>> START Supplied material
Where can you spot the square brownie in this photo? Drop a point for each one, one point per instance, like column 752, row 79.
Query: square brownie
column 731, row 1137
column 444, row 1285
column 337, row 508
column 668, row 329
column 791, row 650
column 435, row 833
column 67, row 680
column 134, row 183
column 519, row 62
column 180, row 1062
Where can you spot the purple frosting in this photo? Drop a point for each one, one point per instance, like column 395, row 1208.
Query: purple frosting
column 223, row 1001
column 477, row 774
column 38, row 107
>> END Supplied material
= What you need to do =
Set down all of the rows above again, word for word and in the same order.

= Response to this exercise =
Where can you spot the square brownie in this photo? Drop a point for each one, one point per instance, like column 752, row 79.
Query: square brownie
column 731, row 1137
column 444, row 1285
column 337, row 508
column 668, row 329
column 791, row 650
column 435, row 833
column 67, row 680
column 134, row 183
column 519, row 62
column 180, row 1062
Where can you spot the purple frosting in this photo? Drop a point for each one, one point per instance, like column 395, row 1208.
Query: purple frosting
column 223, row 1001
column 477, row 774
column 38, row 107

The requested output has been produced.